Bromsgrove Sporting Football Club is a football club based in Bromsgrove, Worcestershire, England. The club was founded in 2009 and played their first season, 2010–11, in Midland Football Combination Division Two, where they ended third. The club currently play in the .

History
Bromsgrove Sporting club was founded in 2009 as a supporters consortium with the plan to buy Bromsgrove Rovers, and to take that football club out of administration. The supporters trust had become dissatisfied with the ownership and chairmanship of Tom Herbert, who had taken the club into administration. The administrator identified and preferred another potential buyer for the Rovers club (who it had been suggested had links to Tom Herbert, and who subsequently failed to pay the agreed purchase money and was later made bankrupt by the administrator). The consortium took it upon themselves to create a team to safeguard non-league football in Bromsgrove. 
On 2 June 2010 Sporting were offered the lease of the Victoria Ground, after they had promised to make the ground available for Bromsgrove Rovers fixtures too. In August 2010, Bromsgrove Rovers were expelled from the Southern League, despite Sporting agreeing to make the Victoria Ground available, and the Rovers club was subsequently dissolved. Bromsgrove Sporting thus inherited sole use of the Victoria Ground.  

After high finishes in their first few seasons, and league re-organisations which led to their elevation from Midland Football Combination Division Two and Division One, for season 2012–13 Bromsgrove Sporting were promoted to the Midland Football Combination Premier Division.

On 10 May 2014, in front of a crowd of 414 at the Victoria Ground, Bromsgrove, Sporting's first team lifted their first piece of silverware, recording a 4–1 victory over Paget Rangers in the final of the Smedley Crooke Memorial Charity Cup with goals by Danny Ludlow (2) & Billy Russell (2).

== == ==

TASK OBJECTIVE:
Print the part of the passage about Bromsgrove Sporting between "Bromsgrove Sporting Football" and "play in the .", inclusive, with every word unchanged. The data that comes next has nothing to do with the passage about Bromsgrove Sporting.

== == ==

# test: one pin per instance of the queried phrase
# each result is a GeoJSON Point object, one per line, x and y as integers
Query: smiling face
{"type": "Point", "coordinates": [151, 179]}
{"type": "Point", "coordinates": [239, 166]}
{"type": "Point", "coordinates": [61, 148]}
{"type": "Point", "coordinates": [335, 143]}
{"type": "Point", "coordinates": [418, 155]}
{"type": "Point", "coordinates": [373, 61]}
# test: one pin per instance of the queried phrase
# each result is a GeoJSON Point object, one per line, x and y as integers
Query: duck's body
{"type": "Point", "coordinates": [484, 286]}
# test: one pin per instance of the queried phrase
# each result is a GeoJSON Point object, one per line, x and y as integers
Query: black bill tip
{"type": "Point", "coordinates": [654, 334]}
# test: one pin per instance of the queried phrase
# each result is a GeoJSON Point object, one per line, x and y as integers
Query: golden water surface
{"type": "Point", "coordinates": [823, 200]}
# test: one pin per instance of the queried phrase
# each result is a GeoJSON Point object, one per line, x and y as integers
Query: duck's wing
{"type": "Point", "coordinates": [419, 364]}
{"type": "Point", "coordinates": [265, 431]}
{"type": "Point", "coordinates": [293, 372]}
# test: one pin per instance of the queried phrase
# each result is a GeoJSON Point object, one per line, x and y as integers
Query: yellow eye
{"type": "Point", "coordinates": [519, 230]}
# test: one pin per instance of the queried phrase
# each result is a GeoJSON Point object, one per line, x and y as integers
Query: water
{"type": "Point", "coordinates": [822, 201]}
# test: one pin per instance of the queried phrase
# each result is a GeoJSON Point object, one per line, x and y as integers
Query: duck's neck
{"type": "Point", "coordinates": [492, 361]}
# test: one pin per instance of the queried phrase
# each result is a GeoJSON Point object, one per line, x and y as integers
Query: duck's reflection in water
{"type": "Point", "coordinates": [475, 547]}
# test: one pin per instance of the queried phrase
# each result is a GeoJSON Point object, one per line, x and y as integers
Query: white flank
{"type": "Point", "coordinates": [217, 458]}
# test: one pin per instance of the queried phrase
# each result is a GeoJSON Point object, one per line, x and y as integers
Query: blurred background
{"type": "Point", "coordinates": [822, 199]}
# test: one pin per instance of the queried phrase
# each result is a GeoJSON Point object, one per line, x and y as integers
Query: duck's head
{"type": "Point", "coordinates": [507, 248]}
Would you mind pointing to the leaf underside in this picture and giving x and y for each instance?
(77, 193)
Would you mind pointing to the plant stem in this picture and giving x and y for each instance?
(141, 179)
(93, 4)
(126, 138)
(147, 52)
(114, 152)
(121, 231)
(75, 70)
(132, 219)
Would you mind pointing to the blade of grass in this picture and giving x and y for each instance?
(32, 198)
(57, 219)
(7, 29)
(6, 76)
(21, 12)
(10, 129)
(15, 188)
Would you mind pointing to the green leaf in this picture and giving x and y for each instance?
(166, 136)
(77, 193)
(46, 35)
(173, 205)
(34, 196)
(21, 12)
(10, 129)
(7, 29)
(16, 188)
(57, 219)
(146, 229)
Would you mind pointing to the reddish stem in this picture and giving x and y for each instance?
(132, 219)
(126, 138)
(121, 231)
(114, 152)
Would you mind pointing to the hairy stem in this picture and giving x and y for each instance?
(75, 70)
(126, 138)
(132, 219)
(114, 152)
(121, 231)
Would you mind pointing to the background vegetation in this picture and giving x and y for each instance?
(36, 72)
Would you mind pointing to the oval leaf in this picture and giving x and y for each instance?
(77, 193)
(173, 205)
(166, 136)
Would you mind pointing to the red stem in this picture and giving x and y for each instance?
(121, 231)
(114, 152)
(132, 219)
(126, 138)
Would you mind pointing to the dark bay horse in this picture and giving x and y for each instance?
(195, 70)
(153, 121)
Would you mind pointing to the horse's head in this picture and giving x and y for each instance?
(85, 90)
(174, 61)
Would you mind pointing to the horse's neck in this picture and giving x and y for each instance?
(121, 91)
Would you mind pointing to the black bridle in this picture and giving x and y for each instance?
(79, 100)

== == ==

OUTPUT FOR THIS TASK:
Bromsgrove Sporting Football Club is a football club based in Bromsgrove, Worcestershire, England. The club was founded in 2009 and played their first season, 2010–11, in Midland Football Combination Division Two, where they ended third. The club currently play in the .